━━━━━ SOURCE TEXT

Marriage and Poverty: The Most Vital Sign - Granite Grok

Marriage and Poverty: The Most Vital Sign

Couple Father Mother Baby Shoes

by Stephen Scaer  |

In Mark Hayward’s July 7 Union Leader article, “Manchester gets a checkup. Public health director reports on city’s vital signs,” misses the most crucial ‘vital sign.’ What percent of Manchester children are born in wedlock and are being raised by their biological mothers and fathers? 

The article cites the 35,000 people living below the poverty line in the city, the 28 percent reading proficiency among third-graders; the 1,691 cases before the Division for Children, Youth and Families, many of them involving drugs and alcohol; and the rate of mental distress, and suicide.  The cure, according to the article?  More government:  The Department of Health will create a neighborhood health improvement strategy.

But instead of turning to the government, why don’t we learn from the thousands of years of experience, from our parents, grandparents, and ancestors, and promote natural marriage?

We know that having the biological father in the household is the best protection against poverty and its consequences.

Nationally, children in father-absent homes are almost four times as likely to live below the poverty level.  Seven out of ten dropouts are fatherless, and children without fathers are more likely have difficulty with delayed gratification, to suffer physical and mental illness, attempt suicide, be incarcerated, and have drug and alcohol problems.  Children in homes with two parents are less likely to be sexually assaulted, and women are less likely to be abused by a husband than a boyfriend. Only 5 percent of married households are likely to be poor at some point during the year, compared to 30 percent of unmarried households, according to a Columbia University study.

━━━━━━━━━━
━━━━━ EXTRACTED DATA

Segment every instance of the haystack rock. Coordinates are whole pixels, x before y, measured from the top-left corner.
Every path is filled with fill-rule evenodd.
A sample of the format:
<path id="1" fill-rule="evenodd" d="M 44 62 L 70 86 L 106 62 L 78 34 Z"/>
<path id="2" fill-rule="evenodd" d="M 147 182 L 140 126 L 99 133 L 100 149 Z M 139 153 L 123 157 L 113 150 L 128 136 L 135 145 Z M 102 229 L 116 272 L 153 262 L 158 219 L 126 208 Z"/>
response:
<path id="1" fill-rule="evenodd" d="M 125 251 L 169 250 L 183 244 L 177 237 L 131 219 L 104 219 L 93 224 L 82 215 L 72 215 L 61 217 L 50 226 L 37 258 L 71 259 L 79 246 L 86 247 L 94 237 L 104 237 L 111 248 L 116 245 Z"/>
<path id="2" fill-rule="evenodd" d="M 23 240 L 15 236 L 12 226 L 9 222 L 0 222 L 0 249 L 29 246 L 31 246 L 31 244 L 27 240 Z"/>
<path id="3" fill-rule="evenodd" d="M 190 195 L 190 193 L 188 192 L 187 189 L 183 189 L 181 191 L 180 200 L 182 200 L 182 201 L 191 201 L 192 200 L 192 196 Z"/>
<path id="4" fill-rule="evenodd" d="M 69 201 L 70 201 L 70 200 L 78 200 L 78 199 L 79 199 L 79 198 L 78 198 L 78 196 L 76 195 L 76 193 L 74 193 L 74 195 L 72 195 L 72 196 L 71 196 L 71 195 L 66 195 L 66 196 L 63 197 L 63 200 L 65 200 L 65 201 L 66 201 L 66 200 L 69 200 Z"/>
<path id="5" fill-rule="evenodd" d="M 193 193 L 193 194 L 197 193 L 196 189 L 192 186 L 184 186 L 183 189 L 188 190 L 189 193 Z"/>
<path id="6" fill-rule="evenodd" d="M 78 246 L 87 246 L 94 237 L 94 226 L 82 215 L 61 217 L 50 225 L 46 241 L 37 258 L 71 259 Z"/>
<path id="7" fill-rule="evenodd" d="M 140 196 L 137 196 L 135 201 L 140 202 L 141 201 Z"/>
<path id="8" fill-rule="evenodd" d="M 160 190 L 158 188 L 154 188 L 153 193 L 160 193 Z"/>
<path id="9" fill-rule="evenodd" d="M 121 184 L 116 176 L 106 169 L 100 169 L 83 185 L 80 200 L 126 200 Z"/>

━━━━━━━━━━

THINGS TO DO |
(A) Decide whether each statement agrees with the opinion piece on marriage and poverty, answering yes or no and quoting the words that settle it. (i) The piece gives 35,000 as the number of people living below the poverty line in Manchester. (ii) According to a Columbia University study, 10 percent of married households are likely to be poor at some point during the year. (iii) Seven out of ten dropouts are fatherless.
(B) Rewrite the passage of the opinion piece on marriage and poverty starting with "The article cites" and going on through "health improvement strategy.", renaming "third-graders" as "fourth-graders".
These entries have no connection to the opinion piece on marriage and poverty.

LIST OF ANSWERS |
(A)
(i) Yes: "the 35,000 people living below the poverty line in the city"
(ii) No: "Only 5 percent of married households are likely to be poor at some point during the year"
(iii) Yes: "Seven out of ten dropouts are fatherless"

(B)
The article cites the 35,000 people living below the poverty line in the city, the 28 percent reading proficiency among fourth-graders; the 1,691 cases before the Division for Children, Youth and Families, many of them involving drugs and alcohol; and the rate of mental distress, and suicide.  The cure, according to the article?  More government:  The Department of Health will create a neighborhood health improvement strategy.